[Selected extract]:
⟨

The COVID-19 pandemic continues to take a toll on seniors in nursing homes.

According to the state Department of Health, 54,465 Pennsylvania residents living in long-term care facilities have tested positive for COVID-19, and 9,023 have died from the virus as of Monday.

Seniors living in long-term care homes account for approximately 10% of COVID cases in Pennsylvania, but account for about 60% of virus deaths.

The Pennsylvania Health Care Association estimates that nearly 250 residents in Pennsylvania’s long-term care facilities, on average, are dying each week.

“When the first confirmed cases of COVID-19 occurred in nursing homes in Washington state, we knew from the beginning that this virus could have an adverse impact on our vulnerable population. It’s been our position that long-term care should be at the epicenter of any relief efforts because they’re at the epicenter of the virus,” said Zach Shamberg, president and CEO of Pennsylvania Health Care Association, a statewide advocacy organization for seniors in long-term care facilities.

Across the state, 1,479 of the approximately 1,900 nursing homes and personal care homes have reported COVID cases.

In Washington and Greene counties, 23 and three facilities, respectively, have reported cases, with 668 and 166 residents in those facilities testing positive for COVID. In Fayette County, 22 facilities have reported a total of 532 cases. In the three counties, 106 residents of long-term care facilities have died.

Winter’s cold weather, along with a holiday travel and gatherings, is predicted to further fuel the spread of the virus.

Shamberg is worried about the climbing COVID-19 cases in Pennsylvania, which has the third-oldest population in the country.

Recent independent research from Harvard Medical School, Brown University’s School of Public Health and the University of Chicago found that the number of COVID cases in the surrounding community had a direct correlation to the number of cases in long-term care facilities, according to the PHCA.

⟩

[Data supplied]:
⟨

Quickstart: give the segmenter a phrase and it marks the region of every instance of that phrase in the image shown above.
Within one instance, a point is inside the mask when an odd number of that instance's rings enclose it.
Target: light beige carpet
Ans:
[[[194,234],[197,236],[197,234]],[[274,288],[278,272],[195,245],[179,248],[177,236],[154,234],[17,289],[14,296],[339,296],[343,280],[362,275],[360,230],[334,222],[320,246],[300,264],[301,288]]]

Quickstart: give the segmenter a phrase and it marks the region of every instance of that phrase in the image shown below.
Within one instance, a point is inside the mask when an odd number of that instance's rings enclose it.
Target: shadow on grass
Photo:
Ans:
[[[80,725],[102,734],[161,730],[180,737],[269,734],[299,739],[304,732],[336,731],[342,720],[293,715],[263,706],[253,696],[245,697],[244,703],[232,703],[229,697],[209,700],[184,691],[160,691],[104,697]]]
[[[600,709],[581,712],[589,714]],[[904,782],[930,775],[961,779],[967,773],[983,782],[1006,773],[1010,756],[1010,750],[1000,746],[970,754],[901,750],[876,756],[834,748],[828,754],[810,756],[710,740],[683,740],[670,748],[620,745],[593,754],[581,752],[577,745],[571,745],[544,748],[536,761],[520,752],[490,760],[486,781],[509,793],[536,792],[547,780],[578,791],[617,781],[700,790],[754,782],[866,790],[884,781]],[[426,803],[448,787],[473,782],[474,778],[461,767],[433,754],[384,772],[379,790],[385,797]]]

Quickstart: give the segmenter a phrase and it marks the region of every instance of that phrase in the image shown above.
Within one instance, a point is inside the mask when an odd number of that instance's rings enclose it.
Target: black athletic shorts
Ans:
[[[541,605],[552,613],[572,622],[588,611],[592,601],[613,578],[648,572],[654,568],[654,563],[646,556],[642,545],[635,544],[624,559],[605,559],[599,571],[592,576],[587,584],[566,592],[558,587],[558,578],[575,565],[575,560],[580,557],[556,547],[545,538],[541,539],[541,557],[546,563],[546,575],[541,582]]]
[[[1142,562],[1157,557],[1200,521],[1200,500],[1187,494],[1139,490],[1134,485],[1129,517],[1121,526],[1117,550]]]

⟩

[Your instructions]: Continue the article on COVID-19 in Pennsylvania nursing homes, starting after its last sentence.

[Answer area]:
In other words, spread of the virus in communities equals a greater likelihood of spread in nursing homes.

Additionally, COVID is impacting employees at long-term care facilities, where more than 9,800 employees have tested positive.

The employees – who worry about their safety and the health of the people they care for – live in the communities around the facilities in which they work, so if those communities are experiencing rising rates of COVID, it will eventually find its way into the facilities.

“We will be forever grateful to the health-care heroes that have emerged through this crisis, and for what they have done in order to keep their residents safe and healthy,” said Shamberg.

There is some good news. COVID-19 vaccinations have begun at long-term care facilities in Pennsylvania and locally. CVS and Walgreens have been tapped by the federal government to administer the vaccines to residents and employees.

However, noted Shamberg, only 126 nursing homes received the vaccine last week. At that pace, he said, it could be sometime between March and May before the majority of residents and workers at long-term care centers are vaccinated.